> **OBIETTIVO A**
Ricopia fedelmente il passo dell'estratto sulle donne nella Resistenza compreso tra "Qualche anno fa, come" e "di lavorare insieme.", estremi inclusi.
> **OBIETTIVO B**
Indica quante righe dei record contengono la stringa "Target", tenendo conto di maiuscole e minuscole, e rispondi soltanto con il numero.

> **ESTRATTO DELLA FONTE**
☆ ☆ ☆ ☆ ☆ ☆ ☆

Qualche anno fa, come Centro Italiano Femminile (CIF), abbiamo voluto rintracciare alcune donne che operarono in quelle zone ed è stato emozionante ascoltare la straordinaria semplicità di queste testimonianze. Naturalmente le abbiamo registrate, per conservarle e perché entrassero a far parte della storia. Il CIF nasce poco dopo l’Unione Donne Italiane (UDI), nel 1945, e ne sono stata per 9 anni Presidente Regionale e Consigliera nazionale. Queste associazioni femminili, i gruppi di femministe che nascono subito dopo la guerra sono il frutto dell’aver compreso nel corso della Resistenza l’importanza di lavorare insieme.
A proposito delle testimonianze raccolte, vorrei ricordare una donna in particolare: Betty Ambiveri, della Resistenza bergamasca, unica italiana condannata a morte dal Tribunale militare germanico. La condanna fu poi commutata in dieci anni di carcere da scontare in Germania. La liberarono gli Alleati e Betty riuscì a salvarsi. Era una donna fortissima, che col rosario in mano ha sostenuto interrogatori tremendi, uno di tredici ore consecutive. Non ha mai rivelato i nomi dei partigiani, né i nascondigli delle loro armi.
Maria Maddalena Brunero, Testimonianza in “Noi, compagne di combattimento…”. I Gruppi di Difesa della Donna, 1943-1945. Il convegno e la ricerca, ANPI Lombardia, 2018

L’8 settembre, con l’armistizio, l’abbandono di ogni guida dell’esercito e la sua conseguente dissoluzione, le prime bande partigiane si vanno formando per contrastare l’occupazione tedesca. Nasce il Comitato di Liberazione Nazionale (CLN) che guiderà la Resistenza. Qualche giorno dopo saranno le donne a decidere di non volere, né potere restare indifferenti e che tocca anche a loro compiere una scelta.
I Gruppi di Difesa della Donna e per l’assistenza ai combattenti della Libertà, nascono a Milano, intorno alla metà di novembre del 1943, ad opera di cinque donne – Giovanna Barcellona, Ada Gobetti, Lina Merlin, Rina Picolato e Lina Fibbi – che rappresentano alcuni dei partiti componenti il CLN. Le donne cattoliche non aderiscono ufficialmente, ma sono attivissime nei vari comitati locali. Nell’Atto costitutivo le aderenti ai Gruppi si autodefiniscono “compagne di combattimento”.
I Gruppi vengono ufficialmente riconosciuti dal CLN Alta Italia nel 1944: “Il Comitato di Liberazione per l’Alta Italia riconoscendo nei Gruppi di difesa della donna e per l’assistenza ai combattenti della libertà un’organizzazione unitaria di massa che agisce nel quadro delle proprie direttive, ne approva l’orientamento politico e i criteri di organizzazione, apprezza i risultati sinora ottenuti nel campo della mobilitazione delle donne per la lotta di liberazione nazionale e le riconosce come organizzazione aderente al Comitato di Liberazione Nazionale”.

☆ ☆ ☆ ☆ ☆ ☆ ☆

> **MATERIALE FORNITO**
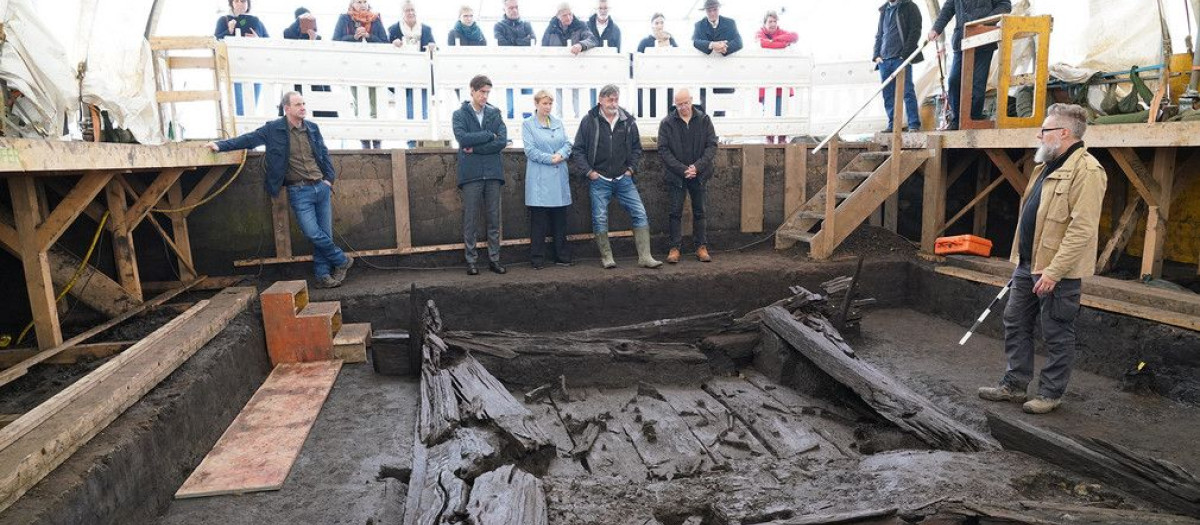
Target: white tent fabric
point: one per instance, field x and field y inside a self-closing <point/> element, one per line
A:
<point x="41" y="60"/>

☆ ☆ ☆ ☆ ☆ ☆ ☆

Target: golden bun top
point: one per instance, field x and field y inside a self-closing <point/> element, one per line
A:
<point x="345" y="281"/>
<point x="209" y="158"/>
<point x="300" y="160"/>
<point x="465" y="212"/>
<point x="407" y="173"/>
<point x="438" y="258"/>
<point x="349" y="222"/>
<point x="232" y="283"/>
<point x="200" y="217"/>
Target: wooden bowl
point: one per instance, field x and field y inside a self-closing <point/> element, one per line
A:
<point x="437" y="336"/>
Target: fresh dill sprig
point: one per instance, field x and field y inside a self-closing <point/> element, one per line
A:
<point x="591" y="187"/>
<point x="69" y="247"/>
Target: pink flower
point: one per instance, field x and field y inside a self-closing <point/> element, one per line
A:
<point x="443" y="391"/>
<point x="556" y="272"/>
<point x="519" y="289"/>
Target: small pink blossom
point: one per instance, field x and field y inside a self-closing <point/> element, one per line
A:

☆ ☆ ☆ ☆ ☆ ☆ ☆

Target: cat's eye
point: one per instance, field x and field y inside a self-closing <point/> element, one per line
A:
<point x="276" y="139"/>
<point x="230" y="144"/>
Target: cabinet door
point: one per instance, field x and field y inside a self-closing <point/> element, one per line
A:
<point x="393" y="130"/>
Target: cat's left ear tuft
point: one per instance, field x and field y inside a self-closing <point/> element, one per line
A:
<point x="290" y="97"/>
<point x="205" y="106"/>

☆ ☆ ☆ ☆ ☆ ☆ ☆

> **RISPOSTA SCRITTA A**
Qualche anno fa, come Centro Italiano Femminile (CIF), abbiamo voluto rintracciare alcune donne che operarono in quelle zone ed è stato emozionante ascoltare la straordinaria semplicità di queste testimonianze. Naturalmente le abbiamo registrate, per conservarle e perché entrassero a far parte della storia. Il CIF nasce poco dopo l’Unione Donne Italiane (UDI), nel 1945, e ne sono stata per 9 anni Presidente Regionale e Consigliera nazionale. Queste associazioni femminili, i gruppi di femministe che nascono subito dopo la guerra sono il frutto dell’aver compreso nel corso della Resistenza l’importanza di lavorare insieme.

> **RISPOSTA SCRITTA B**
9